### TO BE DONE
Reproduce every one of the following rows verbatim, leaving the pictures out of your answer.

### DATASET EXTRACT
════

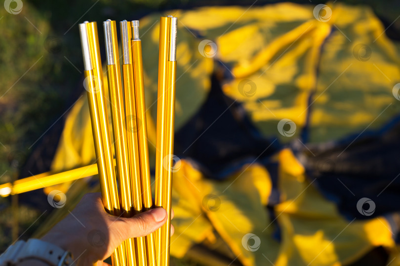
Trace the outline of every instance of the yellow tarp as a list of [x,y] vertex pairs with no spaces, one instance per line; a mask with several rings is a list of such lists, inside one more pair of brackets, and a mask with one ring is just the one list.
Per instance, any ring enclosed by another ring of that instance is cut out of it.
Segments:
[[[369,8],[339,3],[329,6],[332,15],[326,22],[316,19],[314,5],[292,3],[176,11],[176,130],[205,100],[211,73],[222,70],[232,77],[225,81],[224,92],[242,103],[263,135],[282,142],[298,136],[309,112],[310,141],[317,143],[367,127],[379,128],[398,114],[399,102],[392,91],[400,77],[398,44],[383,33],[385,29]],[[159,19],[155,15],[140,21],[153,166]],[[199,52],[203,39],[216,44],[215,57]],[[359,44],[371,51],[366,60],[357,48]],[[250,87],[240,83],[246,79]],[[88,164],[95,158],[86,101],[84,94],[69,115],[52,166],[55,170]],[[278,133],[277,124],[283,118],[296,125],[291,137]],[[379,245],[399,257],[385,218],[346,220],[306,178],[290,150],[282,150],[276,160],[280,164],[281,202],[274,221],[266,207],[272,185],[264,166],[246,165],[217,181],[182,160],[173,176],[172,255],[181,257],[194,243],[212,243],[216,232],[234,258],[246,266],[339,266]],[[272,237],[276,224],[280,242]],[[395,260],[390,265],[400,262]]]

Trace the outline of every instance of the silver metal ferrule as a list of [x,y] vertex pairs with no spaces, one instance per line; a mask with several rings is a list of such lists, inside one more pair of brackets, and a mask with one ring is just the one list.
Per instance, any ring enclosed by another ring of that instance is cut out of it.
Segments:
[[122,54],[123,57],[123,64],[129,64],[129,33],[128,33],[128,22],[122,20],[120,23],[121,33],[122,33]]
[[177,22],[177,18],[171,18],[171,35],[169,37],[169,61],[176,61],[176,27]]
[[93,69],[92,61],[90,59],[90,51],[89,49],[89,40],[87,38],[87,31],[86,24],[88,23],[85,21],[79,24],[79,33],[80,35],[80,45],[82,46],[82,55],[83,57],[83,68],[85,70]]
[[106,41],[106,52],[107,56],[107,65],[115,65],[114,53],[113,51],[113,38],[111,33],[111,20],[103,22],[104,28],[104,39]]
[[132,21],[132,36],[134,40],[139,40],[139,21]]

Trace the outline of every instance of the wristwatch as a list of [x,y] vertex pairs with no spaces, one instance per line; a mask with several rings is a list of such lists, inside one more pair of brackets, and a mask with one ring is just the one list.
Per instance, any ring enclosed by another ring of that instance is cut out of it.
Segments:
[[72,264],[72,254],[57,246],[36,239],[27,242],[17,241],[0,255],[0,266],[13,266],[24,261],[34,259],[51,266],[68,266]]

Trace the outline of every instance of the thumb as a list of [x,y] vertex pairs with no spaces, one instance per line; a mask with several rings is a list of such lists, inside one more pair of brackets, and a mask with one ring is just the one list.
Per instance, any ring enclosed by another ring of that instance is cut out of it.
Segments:
[[151,209],[131,218],[120,217],[118,226],[126,232],[127,238],[139,237],[150,234],[163,225],[167,220],[166,211],[162,208]]

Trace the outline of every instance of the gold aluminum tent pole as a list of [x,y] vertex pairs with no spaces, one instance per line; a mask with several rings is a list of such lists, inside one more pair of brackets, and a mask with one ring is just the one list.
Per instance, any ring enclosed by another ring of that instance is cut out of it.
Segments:
[[[157,95],[157,126],[156,140],[156,205],[163,207],[164,170],[163,155],[165,154],[165,121],[166,116],[166,80],[168,44],[169,41],[169,17],[161,17],[160,21],[159,48],[159,81]],[[156,232],[157,264],[162,265],[162,232],[161,227]]]
[[[143,237],[134,240],[129,239],[122,243],[112,256],[114,266],[160,266],[169,264],[176,22],[176,18],[169,16],[161,17],[160,22],[156,205],[167,210],[167,221],[157,232],[156,237],[152,234],[146,239]],[[0,185],[0,196],[21,193],[98,173],[103,204],[110,213],[118,216],[123,213],[124,216],[130,217],[142,211],[143,208],[147,210],[152,207],[138,21],[133,21],[132,24],[126,21],[120,23],[123,53],[123,92],[120,73],[116,23],[108,20],[104,22],[104,25],[116,162],[113,159],[111,151],[112,137],[108,129],[102,84],[97,25],[95,22],[85,22],[80,24],[80,30],[85,68],[84,82],[88,91],[97,163],[61,173],[43,173],[17,180],[13,183]],[[117,175],[114,169],[116,164]],[[116,176],[120,182],[120,203],[123,213],[120,208]],[[155,238],[157,240],[155,246]]]
[[[98,158],[102,199],[106,210],[116,216],[120,214],[120,202],[111,151],[111,137],[103,86],[103,72],[100,57],[97,26],[96,22],[80,24],[84,66],[85,82],[92,123],[94,147]],[[114,266],[125,265],[124,245],[113,254]]]
[[157,233],[159,265],[169,265],[172,159],[175,112],[177,18],[160,18],[156,157],[156,204],[165,208],[167,222]]
[[36,189],[50,187],[70,181],[83,178],[98,173],[97,164],[91,165],[65,172],[46,172],[0,185],[0,196],[19,194]]
[[[139,156],[140,160],[140,170],[142,176],[142,192],[143,207],[145,210],[153,206],[152,199],[150,167],[149,164],[149,152],[147,143],[147,125],[146,120],[146,103],[143,85],[143,66],[142,59],[142,41],[139,37],[139,21],[132,21],[133,30],[132,40],[133,80],[135,84],[135,99],[136,102],[136,117],[138,135]],[[154,233],[146,237],[147,248],[148,264],[149,266],[157,265],[156,244]]]
[[[132,66],[132,26],[130,22],[124,20],[120,22],[122,47],[122,74],[125,95],[125,107],[128,144],[129,158],[130,162],[133,207],[135,212],[143,210],[142,184],[141,182],[140,162],[138,143],[137,111],[135,99],[133,68]],[[137,244],[137,265],[147,265],[146,238],[144,236],[135,239]]]
[[[116,22],[108,20],[103,23],[107,54],[107,77],[110,94],[112,124],[114,133],[117,173],[120,184],[121,211],[125,217],[133,216],[128,143],[125,124],[123,92],[121,82],[118,42]],[[129,266],[136,258],[134,242],[131,239],[125,242],[126,262]]]
[[162,265],[169,265],[169,246],[171,239],[171,212],[172,193],[173,153],[174,147],[174,126],[175,122],[175,79],[176,72],[176,27],[177,18],[171,18],[169,57],[167,63],[167,115],[165,135],[165,156],[164,167],[165,172],[162,206],[166,210],[168,219],[162,226],[162,243],[164,252]]

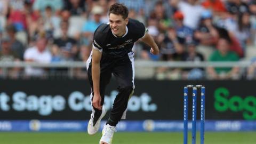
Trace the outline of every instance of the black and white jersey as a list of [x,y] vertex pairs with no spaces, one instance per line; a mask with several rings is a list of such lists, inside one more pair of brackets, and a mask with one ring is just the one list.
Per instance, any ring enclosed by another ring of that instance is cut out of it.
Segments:
[[143,37],[147,29],[144,25],[129,19],[126,33],[121,37],[112,33],[108,23],[100,25],[94,32],[93,47],[102,52],[102,57],[122,58],[132,51],[133,44]]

════

### SOLUTION
Trace the outline of every instance of the yellow tarp as a list of [x,y] vertex pairs with no spaces, one instance per line; a mask with several rings is a list of such lists, inside one more pair of brackets, and a mask with one ring is just the one list.
Per instance, any ring enclosed by another ring of that instance is cut out of it.
Segments:
[[[369,8],[339,3],[329,6],[332,15],[326,22],[316,19],[314,5],[292,3],[176,11],[176,130],[205,100],[211,73],[222,70],[232,77],[225,81],[224,92],[242,103],[263,135],[282,142],[298,136],[309,112],[310,141],[317,143],[367,127],[379,128],[398,114],[399,102],[392,91],[400,77],[398,44],[383,33],[385,29]],[[159,19],[155,15],[140,21],[153,166]],[[199,52],[203,39],[216,44],[215,57]],[[359,44],[371,51],[366,60],[357,48]],[[250,87],[240,83],[246,79]],[[88,164],[95,158],[86,101],[84,94],[69,115],[52,166],[55,170]],[[278,133],[277,124],[283,118],[296,125],[291,137]],[[379,245],[399,257],[385,218],[346,220],[306,178],[290,150],[282,150],[276,160],[280,164],[281,202],[274,221],[266,207],[272,185],[264,166],[246,165],[217,181],[182,160],[173,176],[172,255],[181,257],[194,243],[212,243],[216,232],[234,258],[246,266],[339,266]],[[272,237],[276,224],[280,242]],[[395,260],[390,265],[400,262]]]

Trace the outline of every instance of the silver metal ferrule as a list of [x,y] vertex pairs with no spaces, one instance per line; a mask with several rings is a list of such lists, inside one more pair of brackets, and a mask with one ring is just the one list.
Per instance, any ring enclosed by another ring of that instance is cut out of it.
Segments:
[[122,54],[123,57],[123,64],[129,64],[129,33],[128,33],[128,22],[122,20],[120,23],[121,33],[122,33]]
[[177,22],[177,18],[171,18],[171,35],[169,37],[169,61],[176,61],[176,27]]
[[93,69],[92,61],[90,59],[90,51],[89,49],[89,40],[87,38],[87,31],[86,24],[88,23],[85,21],[79,24],[79,33],[80,35],[80,45],[82,46],[82,55],[83,57],[83,68],[85,70]]
[[106,41],[106,52],[107,56],[107,65],[115,65],[114,53],[113,51],[113,38],[111,33],[111,20],[103,22],[104,28],[104,39]]
[[132,21],[132,36],[134,40],[139,40],[139,21]]

Trace the outline of every instance of the wristwatch as a list of [x,y] vertex pairs with no spaces, one instance per line; a mask with several rings is a list of such lists, inside one more pair of brackets, and a mask with one ring is just the one list.
Per instance, any ring enclosed by another ring of that instance is cut out of it.
Segments:
[[72,264],[72,254],[57,246],[36,239],[27,242],[17,241],[0,255],[0,266],[13,266],[24,261],[34,259],[51,266],[68,266]]

Trace the outline of every instance of the thumb as a list of [x,y] vertex pairs with no spaces, one instance per line; a mask with several rings is a list of such lists, inside one more pair of brackets, and a mask with one ring is just the one list.
Per instance, any ring enclosed by another ring of that instance is cut out of it.
Segments:
[[151,209],[131,218],[120,217],[118,226],[126,232],[127,238],[139,237],[150,234],[163,225],[167,220],[166,211],[162,208]]

Trace the outline of every instance of the gold aluminum tent pole as a list of [x,y] vertex pairs with no spaces, one instance per line; a mask with several rings is a list of such lists, inside one more pair of brackets, and a mask with one ring is just the one list.
Per instance, any ring enclosed by another ring of that instance is cut out of it.
Segments:
[[[157,95],[157,126],[156,140],[156,205],[163,207],[164,170],[163,155],[165,154],[165,121],[166,116],[166,80],[168,44],[169,41],[169,17],[161,17],[160,21],[159,48],[159,81]],[[156,232],[157,264],[162,265],[162,232],[161,227]]]
[[[143,237],[134,240],[129,239],[122,243],[112,256],[114,266],[160,266],[169,264],[176,22],[176,18],[169,16],[161,17],[160,22],[156,205],[167,210],[167,221],[157,232],[156,237],[152,234],[146,239]],[[0,185],[0,196],[21,193],[98,173],[103,204],[110,213],[118,216],[123,213],[124,216],[130,217],[142,211],[143,208],[147,210],[152,207],[138,21],[133,21],[132,24],[126,21],[120,23],[123,53],[123,92],[120,73],[116,23],[108,20],[104,22],[104,25],[116,162],[113,159],[111,151],[112,137],[108,129],[102,84],[97,25],[95,22],[85,22],[80,24],[80,30],[85,68],[84,82],[88,91],[97,163],[61,173],[43,173],[17,180],[13,183]],[[117,175],[114,169],[116,164]],[[116,176],[120,182],[120,203],[123,213],[120,208]],[[155,238],[157,240],[155,246]]]
[[[98,158],[102,199],[106,210],[116,216],[120,214],[120,202],[111,151],[111,137],[103,86],[103,72],[100,57],[97,26],[96,22],[80,24],[84,66],[85,82],[92,123],[94,147]],[[114,266],[125,265],[124,245],[113,254]]]
[[157,233],[159,265],[169,265],[172,159],[175,112],[177,18],[160,18],[156,157],[156,204],[165,208],[167,222]]
[[36,189],[50,187],[70,181],[83,178],[98,173],[97,164],[91,165],[65,172],[46,172],[0,185],[0,196],[19,194]]
[[[139,156],[140,160],[140,170],[142,176],[142,192],[143,207],[145,210],[153,206],[152,199],[150,167],[149,164],[149,152],[147,143],[147,125],[146,120],[146,103],[143,85],[143,66],[142,59],[142,41],[139,37],[139,21],[132,21],[133,30],[132,40],[133,80],[135,84],[135,99],[136,102],[136,117],[138,135]],[[154,233],[146,237],[147,248],[148,264],[149,266],[157,265],[156,244]]]
[[[132,66],[132,26],[130,22],[124,20],[120,22],[122,47],[122,74],[125,95],[125,107],[128,144],[129,158],[130,162],[133,207],[135,212],[143,210],[142,184],[141,182],[140,162],[138,143],[137,111],[135,99],[133,68]],[[137,244],[137,265],[147,265],[146,238],[144,236],[135,239]]]
[[[116,22],[108,20],[103,23],[107,54],[107,77],[110,94],[112,124],[114,133],[117,173],[120,184],[121,211],[125,217],[133,216],[128,143],[125,124],[123,92],[121,82],[118,42]],[[129,266],[136,258],[134,242],[131,239],[125,242],[126,262]]]
[[162,265],[169,265],[169,246],[171,239],[171,212],[172,193],[173,153],[174,147],[174,126],[175,122],[175,79],[176,72],[176,27],[177,18],[171,18],[169,57],[167,63],[167,115],[165,135],[165,156],[164,167],[165,172],[162,206],[166,210],[168,219],[162,226],[162,243],[164,252]]

Trace the outline of every instance of the black and white jersey as a list of [x,y] vertex pairs with no spaces, one instance per line; a mask with several rings is a list of such lists, inside one more pair of brackets, and a mask with one ring is just the one list.
Per instance, any ring enclosed by another ring of that instance is cut out of it.
Segments:
[[143,37],[147,29],[144,25],[129,19],[126,33],[121,37],[112,33],[108,23],[100,25],[94,32],[93,47],[102,52],[102,57],[122,58],[132,51],[133,44]]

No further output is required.